** START Dataset extract **

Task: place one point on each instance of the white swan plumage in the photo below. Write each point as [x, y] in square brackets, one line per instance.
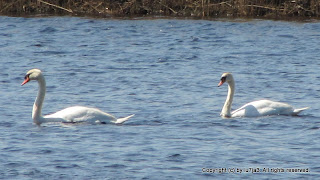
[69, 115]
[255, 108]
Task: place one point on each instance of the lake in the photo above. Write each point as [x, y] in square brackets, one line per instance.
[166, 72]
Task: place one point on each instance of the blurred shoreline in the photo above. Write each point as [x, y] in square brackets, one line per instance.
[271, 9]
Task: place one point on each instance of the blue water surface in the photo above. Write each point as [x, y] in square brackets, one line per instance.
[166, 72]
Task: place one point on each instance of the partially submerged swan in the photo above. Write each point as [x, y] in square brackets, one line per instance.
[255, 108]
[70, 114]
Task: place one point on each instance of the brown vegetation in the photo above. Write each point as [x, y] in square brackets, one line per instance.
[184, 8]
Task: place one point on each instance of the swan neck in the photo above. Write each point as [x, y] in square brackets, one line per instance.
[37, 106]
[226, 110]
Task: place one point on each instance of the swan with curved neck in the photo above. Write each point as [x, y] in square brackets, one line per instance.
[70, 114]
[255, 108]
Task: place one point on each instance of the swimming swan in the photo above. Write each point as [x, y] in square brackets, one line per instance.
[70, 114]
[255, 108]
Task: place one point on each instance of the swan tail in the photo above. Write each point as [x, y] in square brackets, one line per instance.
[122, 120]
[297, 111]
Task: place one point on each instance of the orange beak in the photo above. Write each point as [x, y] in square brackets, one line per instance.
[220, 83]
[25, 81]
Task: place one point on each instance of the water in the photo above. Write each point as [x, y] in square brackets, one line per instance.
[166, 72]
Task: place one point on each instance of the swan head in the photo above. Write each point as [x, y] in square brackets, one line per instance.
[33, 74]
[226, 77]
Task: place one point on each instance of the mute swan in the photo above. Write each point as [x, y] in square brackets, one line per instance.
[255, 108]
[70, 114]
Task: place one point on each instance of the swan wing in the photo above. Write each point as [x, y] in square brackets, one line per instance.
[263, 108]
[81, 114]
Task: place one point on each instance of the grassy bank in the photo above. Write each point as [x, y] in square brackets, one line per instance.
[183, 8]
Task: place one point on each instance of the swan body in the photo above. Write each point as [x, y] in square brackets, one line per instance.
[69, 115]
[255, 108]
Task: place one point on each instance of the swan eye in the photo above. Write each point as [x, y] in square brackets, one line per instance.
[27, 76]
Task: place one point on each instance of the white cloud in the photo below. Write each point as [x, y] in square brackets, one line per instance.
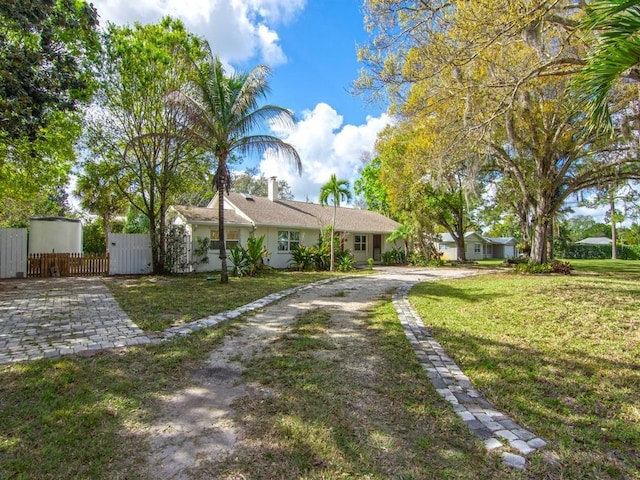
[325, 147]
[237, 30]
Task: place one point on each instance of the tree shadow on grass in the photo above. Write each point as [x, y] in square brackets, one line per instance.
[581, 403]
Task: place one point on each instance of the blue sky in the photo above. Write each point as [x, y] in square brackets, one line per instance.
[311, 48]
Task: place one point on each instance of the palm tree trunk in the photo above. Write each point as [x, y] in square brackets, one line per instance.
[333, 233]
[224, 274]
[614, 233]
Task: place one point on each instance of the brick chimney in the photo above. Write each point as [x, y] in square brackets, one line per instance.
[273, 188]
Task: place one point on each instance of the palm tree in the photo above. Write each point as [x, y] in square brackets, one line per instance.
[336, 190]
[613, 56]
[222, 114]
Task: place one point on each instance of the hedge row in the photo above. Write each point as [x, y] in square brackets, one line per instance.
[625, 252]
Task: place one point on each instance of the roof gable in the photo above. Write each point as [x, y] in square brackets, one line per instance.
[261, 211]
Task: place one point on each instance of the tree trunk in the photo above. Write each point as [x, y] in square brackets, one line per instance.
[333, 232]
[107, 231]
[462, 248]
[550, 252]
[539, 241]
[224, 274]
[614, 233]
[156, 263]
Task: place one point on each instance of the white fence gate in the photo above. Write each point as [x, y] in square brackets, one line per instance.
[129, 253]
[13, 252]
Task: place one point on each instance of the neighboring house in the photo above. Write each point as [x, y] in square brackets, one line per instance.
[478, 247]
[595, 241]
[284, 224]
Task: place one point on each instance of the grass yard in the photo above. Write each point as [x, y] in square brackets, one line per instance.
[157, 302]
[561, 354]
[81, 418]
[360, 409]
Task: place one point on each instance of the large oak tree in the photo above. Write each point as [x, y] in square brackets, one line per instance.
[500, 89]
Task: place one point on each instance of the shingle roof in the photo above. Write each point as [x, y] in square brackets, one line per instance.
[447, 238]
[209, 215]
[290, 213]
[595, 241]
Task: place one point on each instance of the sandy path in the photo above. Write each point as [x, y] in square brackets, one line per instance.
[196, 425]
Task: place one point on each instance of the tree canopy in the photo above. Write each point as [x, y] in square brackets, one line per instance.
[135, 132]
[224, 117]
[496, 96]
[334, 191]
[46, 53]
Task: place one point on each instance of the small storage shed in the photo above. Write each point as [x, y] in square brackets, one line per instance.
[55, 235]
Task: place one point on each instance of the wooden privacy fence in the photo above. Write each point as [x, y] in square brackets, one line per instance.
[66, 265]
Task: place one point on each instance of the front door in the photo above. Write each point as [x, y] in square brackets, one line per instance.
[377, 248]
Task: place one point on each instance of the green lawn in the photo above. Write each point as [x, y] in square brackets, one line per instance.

** END Dataset extract **

[Written request]:
Copy the items from the line containing "Task: place one point on each instance of the sandy" through the end of the items, requests included. Multiply every coordinate in the answers by 1.75 and round each result to a whole number, rounding halves up.

[Response]:
Task: place one point on each instance of the sandy path in the photo above. Write each point as [x, y] in square brackets, one line per instance.
[343, 744]
Task: place one point on each instance of the tree canopy in the photo above. Write each point as [x, y] in square brackets, one line per instance.
[236, 231]
[392, 205]
[868, 168]
[585, 334]
[81, 93]
Task: place one point on each instance of the small storage shed in the photo above. Write each point as [x, y] in square brackets, one line per instance.
[96, 411]
Task: place one point on each instance of the wooden privacy fence in the photo above. Write each point as [x, y] in square brackets, one line per instance.
[116, 464]
Task: place one point on each instance of the front door in the photo above. Write each point as [x, y] in square brackets, one line per instance.
[660, 434]
Task: place one point on each instance of the green lawn in the photo above. Write each point as [x, y] in square brackets, one line per instance.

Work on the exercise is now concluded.